Data lines =
= = = = =

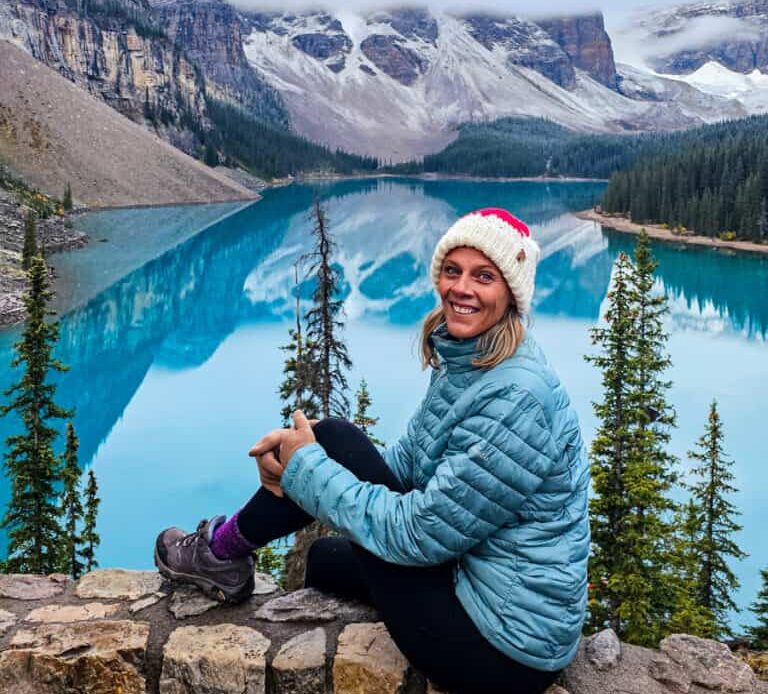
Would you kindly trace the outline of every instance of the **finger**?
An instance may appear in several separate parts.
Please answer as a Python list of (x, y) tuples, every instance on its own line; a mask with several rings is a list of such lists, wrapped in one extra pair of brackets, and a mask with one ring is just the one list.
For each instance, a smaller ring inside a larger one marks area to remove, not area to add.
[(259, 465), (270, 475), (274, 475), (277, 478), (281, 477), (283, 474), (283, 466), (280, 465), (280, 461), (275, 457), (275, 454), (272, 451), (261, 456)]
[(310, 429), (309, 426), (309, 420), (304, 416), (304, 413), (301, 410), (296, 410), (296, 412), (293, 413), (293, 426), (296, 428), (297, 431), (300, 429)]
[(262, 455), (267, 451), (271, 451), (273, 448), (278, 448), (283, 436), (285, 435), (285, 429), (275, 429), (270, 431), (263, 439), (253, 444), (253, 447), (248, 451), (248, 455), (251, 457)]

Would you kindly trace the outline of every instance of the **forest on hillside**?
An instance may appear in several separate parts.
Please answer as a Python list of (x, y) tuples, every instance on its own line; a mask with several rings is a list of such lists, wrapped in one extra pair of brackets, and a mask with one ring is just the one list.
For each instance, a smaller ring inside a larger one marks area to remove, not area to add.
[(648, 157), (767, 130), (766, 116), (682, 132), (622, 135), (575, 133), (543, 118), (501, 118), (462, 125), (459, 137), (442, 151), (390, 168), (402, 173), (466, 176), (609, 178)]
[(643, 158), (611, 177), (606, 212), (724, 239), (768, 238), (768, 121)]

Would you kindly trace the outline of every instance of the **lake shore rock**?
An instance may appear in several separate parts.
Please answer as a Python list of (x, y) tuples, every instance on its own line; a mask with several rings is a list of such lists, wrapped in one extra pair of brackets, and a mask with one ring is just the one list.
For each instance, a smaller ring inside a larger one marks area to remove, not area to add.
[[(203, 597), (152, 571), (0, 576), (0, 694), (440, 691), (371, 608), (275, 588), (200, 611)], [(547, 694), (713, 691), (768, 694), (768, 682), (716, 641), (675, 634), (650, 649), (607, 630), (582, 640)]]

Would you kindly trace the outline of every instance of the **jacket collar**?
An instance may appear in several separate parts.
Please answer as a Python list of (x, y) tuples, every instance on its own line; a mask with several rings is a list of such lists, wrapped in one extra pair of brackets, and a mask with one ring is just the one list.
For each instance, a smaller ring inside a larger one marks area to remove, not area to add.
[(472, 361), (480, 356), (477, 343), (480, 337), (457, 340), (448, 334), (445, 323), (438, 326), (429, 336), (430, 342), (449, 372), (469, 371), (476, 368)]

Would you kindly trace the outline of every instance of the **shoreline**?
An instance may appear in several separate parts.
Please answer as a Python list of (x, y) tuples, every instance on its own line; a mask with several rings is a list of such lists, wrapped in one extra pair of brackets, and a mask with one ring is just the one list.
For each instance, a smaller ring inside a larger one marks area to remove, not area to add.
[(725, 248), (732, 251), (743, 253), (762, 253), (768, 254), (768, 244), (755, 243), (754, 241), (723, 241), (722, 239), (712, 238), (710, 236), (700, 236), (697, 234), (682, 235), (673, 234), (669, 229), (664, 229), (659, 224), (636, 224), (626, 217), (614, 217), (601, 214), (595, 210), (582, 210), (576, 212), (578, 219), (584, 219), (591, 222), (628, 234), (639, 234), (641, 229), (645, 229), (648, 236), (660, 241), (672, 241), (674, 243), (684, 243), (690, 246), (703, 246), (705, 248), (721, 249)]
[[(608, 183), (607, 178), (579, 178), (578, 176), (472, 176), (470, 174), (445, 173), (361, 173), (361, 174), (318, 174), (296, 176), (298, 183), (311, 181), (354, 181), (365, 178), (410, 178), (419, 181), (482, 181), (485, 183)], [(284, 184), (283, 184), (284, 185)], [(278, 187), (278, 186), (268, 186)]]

= = = = =

What you should do = Can you convert the material above into a Markdown table with the columns Row and Line, giving each non-blank line its own numbered row, skipping blank lines, and leaving the pictures out?

Right answer =
| Row | Line |
|---|---|
| 1 | Would you kindly trace the outline of every instance of the **finger**? |
| 2 | An instance may appear in several separate parts. |
| 3 | Please answer as a Python list of (x, y) tuples, every instance on its own line; a mask with several rings is a list of such lists, wrapped in one extra pair of brackets, and a mask with one ring is just the one list. |
| 4 | For each instance, a smaller ring inside a larger one marks area to remove, not area to add. |
| 5 | [(259, 465), (270, 475), (274, 475), (277, 478), (281, 477), (283, 474), (283, 466), (280, 465), (280, 461), (275, 457), (275, 454), (272, 451), (261, 456)] |
| 6 | [(310, 429), (309, 426), (309, 420), (304, 416), (304, 413), (301, 410), (296, 410), (296, 412), (293, 413), (293, 426), (296, 428), (297, 431), (300, 429)] |
| 7 | [(262, 455), (267, 451), (271, 451), (273, 448), (278, 448), (283, 436), (285, 435), (285, 429), (275, 429), (270, 431), (263, 439), (253, 444), (253, 447), (248, 451), (248, 455), (251, 457)] |
| 8 | Would you kindly trace the outline of every instance of the **forest on hillside**? |
| 9 | An instance may appear in several separate parts. |
| 10 | Please answer as a Python list of (x, y) tuples, every instance on its own line; a mask with several rings is a list of such lists, wrapped in one extra pair of brackets, and a mask with one ring is just the one list. |
| 11 | For each instance, a smaller ring inside a larger one marks area to remove, not area to add. |
| 12 | [(648, 157), (767, 130), (766, 116), (682, 132), (622, 135), (575, 133), (543, 118), (501, 118), (462, 125), (459, 137), (442, 151), (390, 168), (402, 173), (466, 176), (609, 178)] |
| 13 | [(643, 158), (611, 177), (606, 212), (724, 239), (768, 238), (768, 121)] |
| 14 | Would you kindly trace the outline of every instance of the **lake shore rock**? |
| 15 | An instance may appear in several separate parts. |
| 16 | Please answer as a Python list of (x, y) tuples, every instance on its own line; a mask with several rings is a list of such lists, wrapped in one extra pair of brackets, and a mask with one ring is just the one list. |
| 17 | For each instance, a smaller ring inside a larger one marks area to remove, not area to add. |
| 18 | [[(203, 597), (152, 571), (0, 576), (0, 694), (440, 691), (371, 608), (275, 588), (200, 611)], [(547, 694), (713, 691), (768, 694), (768, 682), (716, 641), (675, 634), (650, 649), (607, 630), (582, 640)]] |
| 19 | Would you kindly trace the outline of every instance of the **jacket collar**? |
| 20 | An instance may appear in several separate parts. |
| 21 | Please answer as a Python list of (x, y) tuples, every instance on its own line; a mask with several rings is a list of such lists, wrapped in one extra pair of brackets, and a mask with one ring is just the one list. |
| 22 | For each instance, a smaller ring inside a larger one marks area to remove, not area to add. |
| 23 | [(472, 361), (480, 356), (477, 343), (480, 337), (457, 340), (448, 334), (445, 323), (438, 326), (429, 336), (430, 342), (449, 372), (469, 371), (476, 368)] |
| 24 | Would you kindly trace the outline of every instance of the **shoreline**? |
| 25 | An instance may appear in several separate parts. |
| 26 | Please answer as a Python list of (x, y) tuples, every instance on its own line; a mask with several rings is a list of such lists, wrapped in one extra pair of brackets, and a mask with one ring is just the one list. |
| 27 | For each instance, a smaller ring inside a larger one marks area to remove, not area to add. |
| 28 | [(725, 248), (732, 251), (743, 253), (762, 253), (768, 254), (768, 244), (755, 243), (754, 241), (723, 241), (722, 239), (712, 238), (710, 236), (700, 236), (697, 234), (682, 235), (673, 234), (669, 229), (664, 229), (659, 224), (636, 224), (626, 217), (614, 217), (601, 214), (595, 210), (582, 210), (576, 212), (578, 219), (584, 219), (591, 222), (628, 234), (639, 234), (641, 229), (645, 229), (648, 236), (660, 241), (672, 241), (674, 243), (684, 243), (690, 246), (703, 246), (705, 248), (721, 249)] |
| 29 | [[(608, 183), (607, 178), (579, 178), (578, 176), (472, 176), (470, 174), (445, 173), (361, 173), (361, 174), (318, 174), (296, 176), (298, 183), (311, 181), (354, 181), (365, 178), (410, 178), (419, 181), (482, 181), (485, 183)], [(284, 184), (283, 184), (284, 185)], [(278, 187), (278, 186), (268, 186)]] |